Available data:

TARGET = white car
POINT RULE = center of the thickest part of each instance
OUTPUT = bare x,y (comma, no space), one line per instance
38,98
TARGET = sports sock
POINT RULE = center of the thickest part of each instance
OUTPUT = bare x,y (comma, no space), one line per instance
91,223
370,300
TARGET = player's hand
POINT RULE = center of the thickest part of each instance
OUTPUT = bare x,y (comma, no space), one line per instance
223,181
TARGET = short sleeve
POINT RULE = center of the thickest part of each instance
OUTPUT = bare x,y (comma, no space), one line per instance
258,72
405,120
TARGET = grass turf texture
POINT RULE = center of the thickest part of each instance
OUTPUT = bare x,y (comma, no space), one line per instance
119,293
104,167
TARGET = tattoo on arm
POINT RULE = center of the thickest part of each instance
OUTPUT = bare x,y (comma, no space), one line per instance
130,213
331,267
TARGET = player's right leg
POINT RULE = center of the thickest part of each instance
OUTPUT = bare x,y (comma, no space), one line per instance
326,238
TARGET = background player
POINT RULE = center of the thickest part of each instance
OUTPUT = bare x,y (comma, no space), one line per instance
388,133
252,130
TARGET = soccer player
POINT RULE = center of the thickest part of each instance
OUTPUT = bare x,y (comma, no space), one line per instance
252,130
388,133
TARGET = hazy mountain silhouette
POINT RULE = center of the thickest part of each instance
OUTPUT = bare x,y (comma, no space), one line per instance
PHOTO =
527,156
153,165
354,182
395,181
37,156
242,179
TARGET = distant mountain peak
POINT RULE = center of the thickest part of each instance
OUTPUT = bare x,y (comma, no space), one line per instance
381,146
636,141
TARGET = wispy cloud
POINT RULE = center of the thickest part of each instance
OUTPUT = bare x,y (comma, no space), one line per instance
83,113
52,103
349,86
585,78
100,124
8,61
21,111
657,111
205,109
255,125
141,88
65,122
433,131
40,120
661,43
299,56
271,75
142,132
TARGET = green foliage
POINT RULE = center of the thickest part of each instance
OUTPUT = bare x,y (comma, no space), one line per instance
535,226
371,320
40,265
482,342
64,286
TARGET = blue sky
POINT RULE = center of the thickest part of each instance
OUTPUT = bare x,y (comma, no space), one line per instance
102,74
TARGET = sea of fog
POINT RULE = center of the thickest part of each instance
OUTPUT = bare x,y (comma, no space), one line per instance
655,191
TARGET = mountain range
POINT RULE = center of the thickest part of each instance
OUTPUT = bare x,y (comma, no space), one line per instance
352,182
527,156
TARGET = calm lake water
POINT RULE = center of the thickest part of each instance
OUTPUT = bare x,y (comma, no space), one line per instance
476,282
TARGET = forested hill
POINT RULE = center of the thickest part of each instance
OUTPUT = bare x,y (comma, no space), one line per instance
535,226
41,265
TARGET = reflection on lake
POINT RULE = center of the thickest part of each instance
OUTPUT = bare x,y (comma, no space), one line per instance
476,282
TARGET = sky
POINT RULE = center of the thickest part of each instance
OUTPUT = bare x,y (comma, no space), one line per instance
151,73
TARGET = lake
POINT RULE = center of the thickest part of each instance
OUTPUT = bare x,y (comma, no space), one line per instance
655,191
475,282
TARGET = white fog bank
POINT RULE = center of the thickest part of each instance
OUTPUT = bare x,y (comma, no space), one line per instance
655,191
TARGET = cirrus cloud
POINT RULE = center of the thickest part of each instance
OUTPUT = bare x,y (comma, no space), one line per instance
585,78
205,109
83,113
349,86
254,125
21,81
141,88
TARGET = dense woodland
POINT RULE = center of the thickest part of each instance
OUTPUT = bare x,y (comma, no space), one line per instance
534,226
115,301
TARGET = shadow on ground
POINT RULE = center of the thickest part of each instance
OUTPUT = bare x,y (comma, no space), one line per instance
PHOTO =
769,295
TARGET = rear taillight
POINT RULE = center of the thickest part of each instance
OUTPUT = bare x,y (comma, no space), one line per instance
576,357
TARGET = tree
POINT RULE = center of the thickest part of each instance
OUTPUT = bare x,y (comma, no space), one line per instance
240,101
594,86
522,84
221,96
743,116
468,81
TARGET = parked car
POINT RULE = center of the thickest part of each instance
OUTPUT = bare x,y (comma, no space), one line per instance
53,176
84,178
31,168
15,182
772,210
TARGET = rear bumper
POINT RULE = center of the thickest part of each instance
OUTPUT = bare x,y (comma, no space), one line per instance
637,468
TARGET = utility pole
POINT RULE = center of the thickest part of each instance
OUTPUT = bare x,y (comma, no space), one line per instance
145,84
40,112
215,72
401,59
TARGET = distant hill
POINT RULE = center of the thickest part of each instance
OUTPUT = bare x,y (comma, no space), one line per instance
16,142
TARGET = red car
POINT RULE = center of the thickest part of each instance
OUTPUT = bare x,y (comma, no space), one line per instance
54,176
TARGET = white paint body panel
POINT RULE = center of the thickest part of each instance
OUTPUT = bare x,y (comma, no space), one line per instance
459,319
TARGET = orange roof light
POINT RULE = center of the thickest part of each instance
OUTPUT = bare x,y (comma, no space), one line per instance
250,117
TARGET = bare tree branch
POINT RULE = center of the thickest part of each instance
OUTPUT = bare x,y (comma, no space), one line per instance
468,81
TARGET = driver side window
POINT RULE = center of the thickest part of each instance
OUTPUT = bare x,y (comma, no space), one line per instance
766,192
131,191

Set problem:
Arrange every line of the records above into a Markdown table with two columns, Row and Line, numbering each row in order and omitting blank lines.

Reply to the exercise:
| Row | Line |
|---|---|
| 1 | TARGET = white car |
| 2 | POINT RULE = center of the thickest part of each instance |
| 3 | OUTPUT = bare x,y (comma, no space), one line per instance |
| 4 | 38,98 |
| 5 | TARGET = sports sock |
| 6 | POINT RULE = center of the thickest part of each instance |
| 7 | OUTPUT = bare x,y (comma, no space), one line per instance |
| 8 | 91,223 |
| 9 | 370,300 |
| 10 | TARGET = player's hand |
| 11 | POINT RULE = center of the thickest part of each instance |
| 12 | OUTPUT = bare x,y (comma, no space), one line per instance |
| 13 | 223,181 |
| 14 | TARGET = short sleeve |
| 15 | POINT RULE = center of the thickest part of each instance |
| 16 | OUTPUT = bare x,y (comma, no space), one line per instance |
| 17 | 258,72 |
| 18 | 405,120 |
| 19 | TARGET = grass turf texture |
| 20 | POINT RULE = center of the thickest part of each instance |
| 21 | OUTPUT = bare x,y (comma, no space), one line per instance |
| 22 | 119,293 |
| 23 | 104,167 |
| 24 | TARGET = tattoo on arm |
| 25 | POINT RULE = center of the thickest part of each instance |
| 26 | OUTPUT = bare x,y (comma, no space), one line per instance |
| 27 | 130,213 |
| 28 | 331,267 |
| 29 | TARGET = player's right leg |
| 30 | POINT RULE = center of the thickest part of each instance |
| 31 | OUTPUT = bare x,y (comma, no space), one line per instance |
| 32 | 326,238 |
| 33 | TARGET = background player |
| 34 | POINT RULE = center of the thickest part of each instance |
| 35 | OUTPUT = bare x,y (comma, no space), one line per instance |
| 36 | 388,133 |
| 37 | 252,130 |
| 38 | TARGET = soccer player |
| 39 | POINT RULE = center of the thickest part of each instance |
| 40 | OUTPUT = bare x,y (comma, no space), one line per instance |
| 41 | 252,130 |
| 42 | 388,133 |
| 43 | TARGET = hazy mountain silhouette |
| 44 | POINT RULE = center of the thickest part of each instance |
| 45 | OUTPUT = bare x,y (comma, no space), one line per instance |
| 46 | PHOTO = |
| 47 | 527,156 |
| 48 | 153,165 |
| 49 | 354,182 |
| 50 | 395,181 |
| 51 | 37,156 |
| 52 | 242,179 |
| 53 | TARGET = distant mountain peak |
| 54 | POINT RULE = center of the thickest part of each instance |
| 55 | OUTPUT = bare x,y (comma, no space), one line per instance |
| 56 | 381,146 |
| 57 | 636,141 |
| 58 | TARGET = wispy cloud |
| 59 | POINT RULE = center of the thickest part of each instance |
| 60 | OUTPUT = bare x,y (comma, no space), one line per instance |
| 61 | 83,113 |
| 62 | 52,103 |
| 63 | 349,86 |
| 64 | 585,78 |
| 65 | 100,124 |
| 66 | 8,61 |
| 67 | 21,111 |
| 68 | 657,111 |
| 69 | 205,109 |
| 70 | 255,125 |
| 71 | 141,88 |
| 72 | 65,122 |
| 73 | 433,131 |
| 74 | 40,120 |
| 75 | 661,43 |
| 76 | 299,56 |
| 77 | 271,75 |
| 78 | 142,132 |
| 79 | TARGET = green foliage |
| 80 | POINT RULE = center of the thickest part of each instance |
| 81 | OUTPUT = bare x,y (comma, no space), one line per instance |
| 82 | 535,226 |
| 83 | 371,320 |
| 84 | 40,265 |
| 85 | 482,342 |
| 86 | 64,286 |
| 87 | TARGET = blue sky |
| 88 | POINT RULE = center of the thickest part of each instance |
| 89 | OUTPUT = bare x,y (comma, no space), one line per instance |
| 90 | 102,74 |
| 91 | TARGET = sea of fog |
| 92 | POINT RULE = center of the thickest part of each instance |
| 93 | OUTPUT = bare x,y (comma, no space), one line per instance |
| 94 | 655,191 |
| 95 | TARGET = mountain range |
| 96 | POINT RULE = center of the thickest part of each instance |
| 97 | OUTPUT = bare x,y (comma, no space), one line per instance |
| 98 | 352,182 |
| 99 | 527,156 |
| 100 | TARGET = calm lake water |
| 101 | POINT RULE = center of the thickest part of each instance |
| 102 | OUTPUT = bare x,y (comma, no space), one line per instance |
| 103 | 476,282 |
| 104 | TARGET = forested hill |
| 105 | POINT RULE = center of the thickest part of each instance |
| 106 | OUTPUT = bare x,y (comma, no space), one line per instance |
| 107 | 535,226 |
| 108 | 41,265 |
| 109 | TARGET = reflection on lake |
| 110 | POINT RULE = center of the thickest part of each instance |
| 111 | OUTPUT = bare x,y (comma, no space), one line per instance |
| 112 | 476,282 |
| 113 | TARGET = sky |
| 114 | POINT RULE = center of the thickest part of each instance |
| 115 | OUTPUT = bare x,y (comma, no space), one line per instance |
| 116 | 151,73 |
| 117 | TARGET = lake |
| 118 | POINT RULE = center of the thickest part of each instance |
| 119 | OUTPUT = bare x,y (comma, no space), one line per instance |
| 120 | 655,191 |
| 121 | 475,282 |
| 122 | TARGET = white fog bank |
| 123 | POINT RULE = center of the thickest part of each instance |
| 124 | OUTPUT = bare x,y (comma, no space), one line per instance |
| 125 | 655,191 |
| 126 | TARGET = cirrus cloud |
| 127 | POINT RULE = center of the thickest part of each instance |
| 128 | OUTPUT = bare x,y (comma, no space), one line per instance |
| 129 | 585,78 |
| 130 | 205,109 |
| 131 | 83,113 |
| 132 | 349,86 |
| 133 | 254,125 |
| 134 | 21,81 |
| 135 | 141,88 |
| 136 | TARGET = dense woodland |
| 137 | POINT RULE = center of the thickest part of each instance |
| 138 | OUTPUT = bare x,y (comma, no space), one line per instance |
| 139 | 534,226 |
| 140 | 115,301 |
| 141 | TARGET = shadow on ground |
| 142 | POINT RULE = center of the thickest part of each instance |
| 143 | OUTPUT = bare x,y (comma, no space), one line per instance |
| 144 | PHOTO = |
| 145 | 769,295 |
| 146 | TARGET = rear taillight |
| 147 | POINT RULE = center of the thickest part of each instance |
| 148 | OUTPUT = bare x,y (comma, no space), one line per instance |
| 149 | 576,357 |
| 150 | TARGET = tree |
| 151 | POINT RULE = center of the thickest part of each instance |
| 152 | OUTPUT = bare x,y (comma, no space), one line per instance |
| 153 | 240,101 |
| 154 | 594,86 |
| 155 | 522,84 |
| 156 | 221,96 |
| 157 | 743,116 |
| 158 | 468,81 |
| 159 | TARGET = parked car |
| 160 | POINT RULE = center of the thickest part of each instance |
| 161 | OUTPUT = bare x,y (comma, no space), one line per instance |
| 162 | 53,176 |
| 163 | 84,178 |
| 164 | 31,168 |
| 165 | 15,182 |
| 166 | 772,210 |
| 167 | TARGET = rear bumper |
| 168 | POINT RULE = center of the thickest part of each instance |
| 169 | OUTPUT = bare x,y (comma, no space), one line per instance |
| 170 | 637,468 |
| 171 | TARGET = utility pole |
| 172 | POINT RULE = center of the thickest part of each instance |
| 173 | OUTPUT = bare x,y (comma, no space), one line per instance |
| 174 | 145,84 |
| 175 | 40,112 |
| 176 | 215,72 |
| 177 | 401,59 |
| 178 | TARGET = distant hill |
| 179 | POINT RULE = center of the thickest part of each instance |
| 180 | OUTPUT = bare x,y (comma, no space), one line per instance |
| 181 | 16,142 |
| 182 | TARGET = red car |
| 183 | POINT RULE = center of the thickest part of each instance |
| 184 | OUTPUT = bare x,y (comma, no space), one line per instance |
| 185 | 54,176 |
| 186 | TARGET = white paint body panel |
| 187 | POINT RULE = center of the thickest part of each instance |
| 188 | OUTPUT = bare x,y (comma, no space), one line per instance |
| 189 | 459,319 |
| 190 | TARGET = orange roof light |
| 191 | POINT RULE = center of the thickest part of each instance |
| 192 | OUTPUT = bare x,y (comma, no space), one line per instance |
| 193 | 250,117 |
| 194 | TARGET = bare tree branch |
| 195 | POINT RULE = center of the thickest part of each instance |
| 196 | OUTPUT = bare x,y (comma, no space), one line per instance |
| 197 | 468,81 |
| 198 | TARGET = driver side window |
| 199 | POINT RULE = center of the thickest part of each instance |
| 200 | OUTPUT = bare x,y (comma, no space), one line per instance |
| 201 | 766,192 |
| 202 | 131,191 |